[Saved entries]
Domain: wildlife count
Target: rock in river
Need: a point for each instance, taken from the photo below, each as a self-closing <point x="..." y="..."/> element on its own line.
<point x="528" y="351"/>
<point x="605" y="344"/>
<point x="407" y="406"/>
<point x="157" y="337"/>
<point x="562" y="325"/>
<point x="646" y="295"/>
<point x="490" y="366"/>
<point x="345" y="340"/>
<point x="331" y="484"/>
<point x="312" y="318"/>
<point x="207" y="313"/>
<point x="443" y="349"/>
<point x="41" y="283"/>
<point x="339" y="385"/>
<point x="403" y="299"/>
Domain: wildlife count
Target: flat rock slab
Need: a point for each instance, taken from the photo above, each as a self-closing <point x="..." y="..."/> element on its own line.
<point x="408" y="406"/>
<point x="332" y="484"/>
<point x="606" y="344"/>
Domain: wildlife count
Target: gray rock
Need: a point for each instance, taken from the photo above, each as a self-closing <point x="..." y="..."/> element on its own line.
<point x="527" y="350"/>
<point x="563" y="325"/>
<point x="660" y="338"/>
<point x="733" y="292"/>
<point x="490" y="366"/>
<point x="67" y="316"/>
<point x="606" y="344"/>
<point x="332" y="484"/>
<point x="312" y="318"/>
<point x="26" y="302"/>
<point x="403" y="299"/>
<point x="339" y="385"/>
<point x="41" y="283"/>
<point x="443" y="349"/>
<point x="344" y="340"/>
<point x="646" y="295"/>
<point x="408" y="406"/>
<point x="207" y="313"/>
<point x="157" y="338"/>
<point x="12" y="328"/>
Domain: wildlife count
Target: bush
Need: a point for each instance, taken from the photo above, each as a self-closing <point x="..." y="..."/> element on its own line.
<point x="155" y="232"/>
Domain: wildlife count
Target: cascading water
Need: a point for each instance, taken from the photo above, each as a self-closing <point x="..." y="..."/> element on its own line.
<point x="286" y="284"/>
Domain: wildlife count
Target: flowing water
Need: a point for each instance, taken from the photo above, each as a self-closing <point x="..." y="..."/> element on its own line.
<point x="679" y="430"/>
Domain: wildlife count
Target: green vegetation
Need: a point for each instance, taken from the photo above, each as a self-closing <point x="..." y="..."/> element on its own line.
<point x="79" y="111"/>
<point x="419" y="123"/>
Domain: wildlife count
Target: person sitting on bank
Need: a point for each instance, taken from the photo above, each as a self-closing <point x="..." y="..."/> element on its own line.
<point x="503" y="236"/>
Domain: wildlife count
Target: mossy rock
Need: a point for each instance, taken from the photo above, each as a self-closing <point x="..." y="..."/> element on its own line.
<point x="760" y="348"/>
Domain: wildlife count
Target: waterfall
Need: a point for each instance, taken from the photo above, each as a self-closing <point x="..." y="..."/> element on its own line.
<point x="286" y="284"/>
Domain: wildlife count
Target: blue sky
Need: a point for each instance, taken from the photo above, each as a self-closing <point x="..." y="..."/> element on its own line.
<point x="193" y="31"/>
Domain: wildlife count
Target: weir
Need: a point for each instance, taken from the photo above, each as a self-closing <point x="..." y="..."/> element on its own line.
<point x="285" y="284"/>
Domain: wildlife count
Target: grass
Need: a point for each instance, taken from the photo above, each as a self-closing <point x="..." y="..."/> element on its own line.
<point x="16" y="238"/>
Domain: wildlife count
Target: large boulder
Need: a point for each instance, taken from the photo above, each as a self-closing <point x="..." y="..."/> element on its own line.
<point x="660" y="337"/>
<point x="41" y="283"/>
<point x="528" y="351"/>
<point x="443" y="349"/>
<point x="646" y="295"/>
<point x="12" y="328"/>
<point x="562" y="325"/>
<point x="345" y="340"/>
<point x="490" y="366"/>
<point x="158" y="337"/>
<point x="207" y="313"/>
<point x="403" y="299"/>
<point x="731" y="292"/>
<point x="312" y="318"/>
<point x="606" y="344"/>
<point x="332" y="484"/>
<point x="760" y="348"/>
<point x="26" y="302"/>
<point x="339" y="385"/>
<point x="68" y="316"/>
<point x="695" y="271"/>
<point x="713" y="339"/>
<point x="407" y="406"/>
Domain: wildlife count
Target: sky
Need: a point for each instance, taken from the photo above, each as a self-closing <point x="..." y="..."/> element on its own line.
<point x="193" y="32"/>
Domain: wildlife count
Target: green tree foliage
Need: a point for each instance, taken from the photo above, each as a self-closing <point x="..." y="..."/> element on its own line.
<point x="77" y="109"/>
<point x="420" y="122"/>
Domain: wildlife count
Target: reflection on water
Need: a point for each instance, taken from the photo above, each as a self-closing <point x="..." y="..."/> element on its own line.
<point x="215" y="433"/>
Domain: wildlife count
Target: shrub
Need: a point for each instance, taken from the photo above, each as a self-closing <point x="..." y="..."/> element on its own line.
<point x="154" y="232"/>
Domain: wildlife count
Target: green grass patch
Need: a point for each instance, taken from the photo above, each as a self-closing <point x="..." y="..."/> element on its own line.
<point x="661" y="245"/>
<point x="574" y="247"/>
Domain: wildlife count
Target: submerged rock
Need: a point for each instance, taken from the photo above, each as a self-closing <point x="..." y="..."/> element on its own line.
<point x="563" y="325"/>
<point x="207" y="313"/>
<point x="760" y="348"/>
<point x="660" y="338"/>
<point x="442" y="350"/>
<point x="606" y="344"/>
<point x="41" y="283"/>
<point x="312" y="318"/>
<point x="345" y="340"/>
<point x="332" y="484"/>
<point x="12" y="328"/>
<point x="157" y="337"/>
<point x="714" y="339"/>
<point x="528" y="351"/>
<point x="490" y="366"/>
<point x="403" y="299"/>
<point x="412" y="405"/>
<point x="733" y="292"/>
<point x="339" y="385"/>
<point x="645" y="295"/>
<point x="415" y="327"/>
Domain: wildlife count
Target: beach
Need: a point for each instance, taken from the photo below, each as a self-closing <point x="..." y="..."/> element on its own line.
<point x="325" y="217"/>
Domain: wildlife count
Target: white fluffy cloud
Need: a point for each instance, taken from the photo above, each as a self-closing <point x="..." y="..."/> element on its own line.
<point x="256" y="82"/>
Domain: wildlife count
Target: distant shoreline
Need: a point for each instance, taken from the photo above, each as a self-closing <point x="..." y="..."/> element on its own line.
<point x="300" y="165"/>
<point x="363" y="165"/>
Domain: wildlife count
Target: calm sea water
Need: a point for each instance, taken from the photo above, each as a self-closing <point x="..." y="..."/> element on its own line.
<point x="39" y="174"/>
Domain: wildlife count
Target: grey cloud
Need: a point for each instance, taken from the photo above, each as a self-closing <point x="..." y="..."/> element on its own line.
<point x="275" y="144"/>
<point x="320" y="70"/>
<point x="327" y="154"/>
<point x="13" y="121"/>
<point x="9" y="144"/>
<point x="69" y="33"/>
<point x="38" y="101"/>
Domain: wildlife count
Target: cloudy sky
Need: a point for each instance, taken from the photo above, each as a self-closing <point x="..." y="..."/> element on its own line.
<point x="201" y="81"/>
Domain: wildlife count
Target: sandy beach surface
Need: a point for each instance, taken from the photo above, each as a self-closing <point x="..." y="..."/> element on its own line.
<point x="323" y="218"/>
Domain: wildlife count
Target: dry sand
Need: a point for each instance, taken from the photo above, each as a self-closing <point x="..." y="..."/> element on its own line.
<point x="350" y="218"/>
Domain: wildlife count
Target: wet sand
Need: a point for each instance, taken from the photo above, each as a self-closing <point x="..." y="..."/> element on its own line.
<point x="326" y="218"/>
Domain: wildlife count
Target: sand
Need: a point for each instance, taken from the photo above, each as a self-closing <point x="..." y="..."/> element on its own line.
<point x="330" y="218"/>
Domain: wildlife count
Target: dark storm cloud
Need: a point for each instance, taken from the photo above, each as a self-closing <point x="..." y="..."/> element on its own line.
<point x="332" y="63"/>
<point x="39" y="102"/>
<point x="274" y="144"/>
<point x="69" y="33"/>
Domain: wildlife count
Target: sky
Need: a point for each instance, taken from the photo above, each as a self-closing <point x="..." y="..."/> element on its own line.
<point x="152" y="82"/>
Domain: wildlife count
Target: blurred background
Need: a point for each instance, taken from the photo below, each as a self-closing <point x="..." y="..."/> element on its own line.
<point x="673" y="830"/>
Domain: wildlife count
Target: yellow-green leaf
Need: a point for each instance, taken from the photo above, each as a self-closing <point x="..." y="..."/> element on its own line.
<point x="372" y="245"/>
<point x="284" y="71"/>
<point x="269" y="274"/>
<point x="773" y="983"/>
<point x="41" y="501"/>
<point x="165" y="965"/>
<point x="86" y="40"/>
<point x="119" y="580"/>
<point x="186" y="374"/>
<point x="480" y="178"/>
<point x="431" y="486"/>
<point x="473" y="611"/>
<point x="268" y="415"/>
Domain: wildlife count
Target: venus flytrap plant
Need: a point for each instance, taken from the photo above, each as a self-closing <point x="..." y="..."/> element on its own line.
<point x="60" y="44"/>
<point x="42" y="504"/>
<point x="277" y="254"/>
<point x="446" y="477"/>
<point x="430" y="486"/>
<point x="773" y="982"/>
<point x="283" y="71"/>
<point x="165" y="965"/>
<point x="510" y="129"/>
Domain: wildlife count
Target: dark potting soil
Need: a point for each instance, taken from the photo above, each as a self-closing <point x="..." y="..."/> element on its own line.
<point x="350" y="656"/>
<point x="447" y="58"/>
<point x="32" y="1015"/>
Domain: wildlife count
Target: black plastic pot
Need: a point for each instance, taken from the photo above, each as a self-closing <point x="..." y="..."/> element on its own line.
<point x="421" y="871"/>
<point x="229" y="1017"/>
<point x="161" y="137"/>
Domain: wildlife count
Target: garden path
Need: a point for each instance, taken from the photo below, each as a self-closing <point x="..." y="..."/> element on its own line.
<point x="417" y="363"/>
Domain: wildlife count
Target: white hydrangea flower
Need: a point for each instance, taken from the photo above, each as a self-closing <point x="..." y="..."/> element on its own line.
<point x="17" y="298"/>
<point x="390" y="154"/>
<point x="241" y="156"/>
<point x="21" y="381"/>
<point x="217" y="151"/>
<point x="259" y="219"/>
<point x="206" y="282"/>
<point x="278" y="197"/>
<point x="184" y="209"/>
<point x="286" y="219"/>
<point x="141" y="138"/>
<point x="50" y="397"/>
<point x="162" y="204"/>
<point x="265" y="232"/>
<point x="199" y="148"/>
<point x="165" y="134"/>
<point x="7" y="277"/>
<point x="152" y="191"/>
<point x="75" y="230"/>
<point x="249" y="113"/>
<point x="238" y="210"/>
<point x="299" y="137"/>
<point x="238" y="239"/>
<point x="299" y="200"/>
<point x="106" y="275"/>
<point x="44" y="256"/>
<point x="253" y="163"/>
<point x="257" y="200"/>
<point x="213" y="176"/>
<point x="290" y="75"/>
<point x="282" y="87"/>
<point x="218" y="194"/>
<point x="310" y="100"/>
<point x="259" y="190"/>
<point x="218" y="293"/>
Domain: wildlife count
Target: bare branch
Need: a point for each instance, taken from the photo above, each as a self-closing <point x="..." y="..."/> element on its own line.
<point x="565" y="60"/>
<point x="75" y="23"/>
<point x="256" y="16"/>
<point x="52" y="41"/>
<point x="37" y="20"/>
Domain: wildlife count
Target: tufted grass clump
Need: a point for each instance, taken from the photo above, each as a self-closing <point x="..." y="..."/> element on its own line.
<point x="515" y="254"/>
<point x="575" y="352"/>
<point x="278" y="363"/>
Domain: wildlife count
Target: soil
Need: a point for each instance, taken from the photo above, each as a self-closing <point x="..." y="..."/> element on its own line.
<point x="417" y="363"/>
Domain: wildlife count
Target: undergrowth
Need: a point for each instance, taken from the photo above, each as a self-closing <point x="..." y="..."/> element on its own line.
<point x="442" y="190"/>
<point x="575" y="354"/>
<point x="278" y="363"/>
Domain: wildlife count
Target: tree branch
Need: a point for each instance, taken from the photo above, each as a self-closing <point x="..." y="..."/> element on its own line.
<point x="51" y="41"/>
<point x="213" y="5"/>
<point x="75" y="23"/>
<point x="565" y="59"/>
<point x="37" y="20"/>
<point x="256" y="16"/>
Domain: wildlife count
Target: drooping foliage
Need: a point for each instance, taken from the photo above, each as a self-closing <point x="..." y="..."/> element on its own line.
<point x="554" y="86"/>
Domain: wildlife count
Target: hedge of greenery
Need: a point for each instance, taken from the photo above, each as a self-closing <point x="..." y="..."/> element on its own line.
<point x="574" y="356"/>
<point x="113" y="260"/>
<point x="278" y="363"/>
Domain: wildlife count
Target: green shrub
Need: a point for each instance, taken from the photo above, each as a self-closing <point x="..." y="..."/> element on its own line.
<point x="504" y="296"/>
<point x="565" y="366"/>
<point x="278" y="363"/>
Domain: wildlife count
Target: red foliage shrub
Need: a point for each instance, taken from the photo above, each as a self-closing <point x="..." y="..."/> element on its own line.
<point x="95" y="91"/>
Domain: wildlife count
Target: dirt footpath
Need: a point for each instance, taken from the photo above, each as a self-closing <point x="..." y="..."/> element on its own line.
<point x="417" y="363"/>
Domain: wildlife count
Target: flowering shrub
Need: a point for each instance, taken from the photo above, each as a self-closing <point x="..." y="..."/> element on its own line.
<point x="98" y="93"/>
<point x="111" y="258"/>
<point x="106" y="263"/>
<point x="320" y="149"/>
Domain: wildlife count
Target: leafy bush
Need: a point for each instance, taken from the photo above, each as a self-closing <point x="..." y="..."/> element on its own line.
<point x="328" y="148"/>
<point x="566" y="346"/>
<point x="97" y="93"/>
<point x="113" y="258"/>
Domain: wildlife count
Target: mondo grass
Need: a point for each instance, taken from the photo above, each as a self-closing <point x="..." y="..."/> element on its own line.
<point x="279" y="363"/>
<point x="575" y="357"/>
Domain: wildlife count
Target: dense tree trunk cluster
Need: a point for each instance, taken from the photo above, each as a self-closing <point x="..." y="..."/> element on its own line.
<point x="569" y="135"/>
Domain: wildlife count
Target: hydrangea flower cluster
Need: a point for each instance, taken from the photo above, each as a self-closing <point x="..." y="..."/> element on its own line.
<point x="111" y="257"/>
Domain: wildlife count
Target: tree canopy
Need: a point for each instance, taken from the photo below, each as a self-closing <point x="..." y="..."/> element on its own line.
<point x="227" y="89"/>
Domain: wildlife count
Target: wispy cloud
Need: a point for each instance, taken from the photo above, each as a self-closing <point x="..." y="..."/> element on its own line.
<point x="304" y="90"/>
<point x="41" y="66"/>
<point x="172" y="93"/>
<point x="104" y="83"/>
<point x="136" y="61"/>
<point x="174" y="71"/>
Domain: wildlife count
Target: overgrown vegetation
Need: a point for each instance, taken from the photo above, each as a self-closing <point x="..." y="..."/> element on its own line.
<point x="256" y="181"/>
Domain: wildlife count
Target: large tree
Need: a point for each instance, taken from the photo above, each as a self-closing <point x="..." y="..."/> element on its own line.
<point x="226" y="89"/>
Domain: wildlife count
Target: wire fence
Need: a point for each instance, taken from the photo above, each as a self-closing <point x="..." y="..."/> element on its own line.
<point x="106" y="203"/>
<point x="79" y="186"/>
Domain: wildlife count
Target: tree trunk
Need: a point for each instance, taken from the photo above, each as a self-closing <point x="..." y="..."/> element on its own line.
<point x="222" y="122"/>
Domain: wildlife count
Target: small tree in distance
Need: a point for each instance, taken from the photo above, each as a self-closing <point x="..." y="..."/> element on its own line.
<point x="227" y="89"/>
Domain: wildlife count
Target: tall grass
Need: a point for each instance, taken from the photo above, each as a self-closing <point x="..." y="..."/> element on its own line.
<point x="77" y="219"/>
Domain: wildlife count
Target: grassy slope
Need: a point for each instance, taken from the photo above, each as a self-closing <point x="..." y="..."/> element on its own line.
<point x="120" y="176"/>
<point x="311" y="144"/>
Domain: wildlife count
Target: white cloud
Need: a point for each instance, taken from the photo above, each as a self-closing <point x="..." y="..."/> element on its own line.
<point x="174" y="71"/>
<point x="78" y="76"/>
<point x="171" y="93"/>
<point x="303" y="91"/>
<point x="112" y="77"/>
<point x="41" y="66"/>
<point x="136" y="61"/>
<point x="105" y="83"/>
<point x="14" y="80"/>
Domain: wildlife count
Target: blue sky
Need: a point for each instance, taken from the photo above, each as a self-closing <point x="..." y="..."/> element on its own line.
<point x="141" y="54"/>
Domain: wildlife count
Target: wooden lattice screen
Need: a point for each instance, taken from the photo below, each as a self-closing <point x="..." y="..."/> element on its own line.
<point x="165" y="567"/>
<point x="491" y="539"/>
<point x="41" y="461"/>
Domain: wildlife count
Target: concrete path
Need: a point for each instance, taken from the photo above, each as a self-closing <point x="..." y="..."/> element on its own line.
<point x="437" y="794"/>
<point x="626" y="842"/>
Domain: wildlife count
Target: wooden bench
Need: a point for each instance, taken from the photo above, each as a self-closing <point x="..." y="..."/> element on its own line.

- Exercise instructions
Collect every line of the data above that contains the word "wooden". Matching is case-sensitive.

- Output
Target: wooden lattice screen
Target: wooden bench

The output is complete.